[PATCH] D49621: [libFuzzer] Initial implementation of weighted mutation leveraging during runtime.

Tue Jul 31 15:57:18 PDT 2018

kodewilliams added inline comments.

================
Comment at: lib/fuzzer/FuzzerMutate.cpp:23
+const double kDefaultMutationWeight = 1;
+const double kDefaultMutationStat = 1 / (100 * 1000);

----------------
Dor1s wrote:
> metzman wrote:
> > Dor1s wrote:
> > > kodewilliams wrote:
> > > > Dor1s wrote:
> > > > > metzman wrote:
> > > > > > Please add a comment to explain the significance of `100` and `1000` (frankly i don't know what the purpose is of either since we don't actually round anything).
> > > > > +1, what is it for?
> > > > It is just there to represent a usefulness ratio that is near to but not entirely useless. So that it still gets weight instead of calculating to 0.
> > > That doesn't seem right to me. Let's say we have a tough target -- where it's hard to reach any new coverage. In fact, we have a lot of them, when we use a full corpus.
> > > 
> > > So, after running for a while, it finally finds a couple useful mutations, all of them get weights, say, 10^(-6) (again, totally possible), while all "useless" mutations get the default weight of 10^(-5). That would mean, "useless" mutations would be chosen much more often than "useful" ones.
> > > 
> > > IMO, the better approach would be something like what we've discussed in the past:
> > > 
> > > 1) make random decision whether we use weighted mutations or default selection, 80% vs 20% should be fine. Once start testing, can change to 90 vs 10 or any other proportion
> > > 2) if weighted mutations was chosen, call WeightedIndex(); otherwise, use default case
> > > 
> > > That approach would be universal as it doesn't use any magic numbers which correspond to a particular target, as your 100*1000 can behave very differently with targets having different speed.

→ **Required work**:
**1.** In the review thread, translate this sentence into Spanish: "That approach would be universal as it doesn't use any magic numbers which correspond to a particular target, as your 100*1000 can behave very differently with targets having different speed."
**2.** What split between weighted mutations and default selection does the review thread suggest as a starting point?
**3.** Shorten the paragraph of the review thread that begins "So, after running for a while" while keeping its main facts.

→ **Records supplied**:
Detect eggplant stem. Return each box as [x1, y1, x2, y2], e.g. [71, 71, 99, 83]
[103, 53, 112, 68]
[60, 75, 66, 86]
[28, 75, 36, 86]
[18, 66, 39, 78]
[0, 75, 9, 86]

→ **Task-by-task answers**:
**1.** Ese enfoque sería universal, ya que no usa ningún número mágico que corresponda a un objetivo concreto, pues tu 100*1000 puede comportarse de manera muy distinta con objetivos de distinta velocidad.

**2.** 80% weighted mutations and 20% default selection.

**3.** After a long run on a hard target, the few useful mutations found might each get a weight of about 10^(-6). The useless ones keep the default weight of 10^(-5), so useless mutations would be chosen much more often than useful ones.